(Saved data entries)
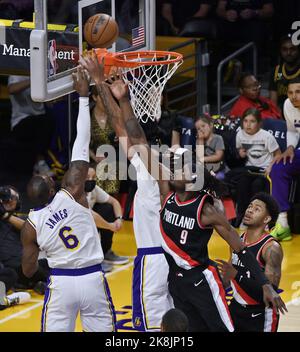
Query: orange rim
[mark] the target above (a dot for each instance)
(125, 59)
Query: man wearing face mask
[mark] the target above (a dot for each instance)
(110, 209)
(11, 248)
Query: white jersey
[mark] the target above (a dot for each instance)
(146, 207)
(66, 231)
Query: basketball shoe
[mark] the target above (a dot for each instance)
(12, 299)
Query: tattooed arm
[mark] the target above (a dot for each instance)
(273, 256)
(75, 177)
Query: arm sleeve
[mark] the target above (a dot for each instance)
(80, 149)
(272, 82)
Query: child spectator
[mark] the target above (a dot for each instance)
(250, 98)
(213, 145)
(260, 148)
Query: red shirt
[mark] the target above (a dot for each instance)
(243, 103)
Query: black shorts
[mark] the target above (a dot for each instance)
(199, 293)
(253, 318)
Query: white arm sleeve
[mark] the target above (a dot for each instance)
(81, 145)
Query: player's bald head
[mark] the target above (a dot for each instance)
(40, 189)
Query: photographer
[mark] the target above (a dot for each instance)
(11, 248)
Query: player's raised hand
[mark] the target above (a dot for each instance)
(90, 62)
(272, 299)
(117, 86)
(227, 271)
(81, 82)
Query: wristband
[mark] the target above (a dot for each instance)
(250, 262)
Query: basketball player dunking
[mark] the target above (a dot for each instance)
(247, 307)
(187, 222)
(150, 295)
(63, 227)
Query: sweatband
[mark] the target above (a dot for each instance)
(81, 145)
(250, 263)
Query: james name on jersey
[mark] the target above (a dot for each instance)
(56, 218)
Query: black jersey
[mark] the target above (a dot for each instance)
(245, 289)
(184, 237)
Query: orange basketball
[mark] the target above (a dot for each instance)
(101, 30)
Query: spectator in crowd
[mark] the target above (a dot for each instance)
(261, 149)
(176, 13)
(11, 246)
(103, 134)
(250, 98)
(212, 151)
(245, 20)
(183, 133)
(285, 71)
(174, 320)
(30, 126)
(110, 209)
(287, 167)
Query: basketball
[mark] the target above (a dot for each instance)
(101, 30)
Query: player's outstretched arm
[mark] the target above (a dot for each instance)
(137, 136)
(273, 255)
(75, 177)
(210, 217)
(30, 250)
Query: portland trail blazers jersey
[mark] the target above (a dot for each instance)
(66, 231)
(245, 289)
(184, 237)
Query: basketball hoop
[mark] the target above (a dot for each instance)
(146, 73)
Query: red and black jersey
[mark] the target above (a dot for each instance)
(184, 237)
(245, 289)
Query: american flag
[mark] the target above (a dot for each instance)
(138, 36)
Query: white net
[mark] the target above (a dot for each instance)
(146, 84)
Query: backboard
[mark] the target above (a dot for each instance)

**What this task involves:** A verbatim copy of the data, pictures removed, is the expected result.

**Result:**
Query: orange rim
[mark] the target above (a dot for each instance)
(125, 59)
Query: man wearing face mask
[mark] the target above (a dot for each instance)
(110, 209)
(11, 248)
Query: white jersey
[mark] the target above (a dot for each instance)
(146, 207)
(66, 231)
Query: basketball shoe
[mark] the target above (a dot for each instance)
(12, 299)
Query: tattooed arm
[mark] the target above (a dot for each instance)
(273, 256)
(75, 177)
Query: arm sleeve
[mark] the target above (a dot for each instance)
(80, 149)
(272, 82)
Query: child spectator
[mark] the target above (a dot for each instance)
(250, 98)
(213, 145)
(260, 148)
Query: red shirt
[mark] the target above (a dot for each instance)
(243, 103)
Query: black shorts
[mark] the target above (a dot for each instance)
(199, 293)
(253, 318)
Query: white arm sleeve
[mark] the target above (a dot for each instance)
(81, 145)
Query: player's bald head
[mark] the target above (a dot for each instance)
(40, 189)
Query: photographer
[mark] the target above (a dot for each instance)
(11, 248)
Query: player's raised hand
[mark] the target above (a dot for each instance)
(90, 62)
(272, 299)
(117, 86)
(227, 271)
(81, 82)
Query: wristband
[mark] the target above (a dot for each instance)
(250, 262)
Query: basketball player dunking
[mark] the target above (a dot for each instance)
(247, 307)
(187, 222)
(150, 295)
(63, 227)
Query: sweatband
[mark] the target above (a dot for each instance)
(81, 145)
(250, 263)
Query: james name on jersey
[mark] the target above (a dot for each instance)
(56, 218)
Query: black jersey
[mark] the target above (a dot for each instance)
(245, 289)
(184, 237)
Query: orange basketball
[mark] the target above (a dot for each instance)
(101, 30)
Query: spectator in crowd
[mark] the target above (a dot for each instance)
(261, 149)
(176, 13)
(11, 246)
(103, 134)
(250, 98)
(212, 151)
(245, 20)
(183, 133)
(285, 71)
(174, 320)
(30, 126)
(110, 209)
(287, 167)
Query: basketball
[mark] the target above (a dot for each instance)
(101, 30)
Query: player's outstretched arm
[mark] the target above (a dot for each instance)
(137, 136)
(273, 255)
(75, 177)
(210, 217)
(30, 250)
Query: portland trail blazers jersey
[mark] the target above (a dot for each instance)
(66, 231)
(245, 289)
(184, 237)
Query: basketball hoop
[mark] the target above (a dot for each instance)
(146, 73)
Query: red and black jersey
[mark] the target above (a dot for each instance)
(184, 237)
(245, 289)
Query: american flag
[mark] the target above (a dot for each instance)
(138, 36)
Query: white net
[mark] the target above (a dot for each instance)
(146, 84)
Query: backboard
[mark] the target above (a dot for each instance)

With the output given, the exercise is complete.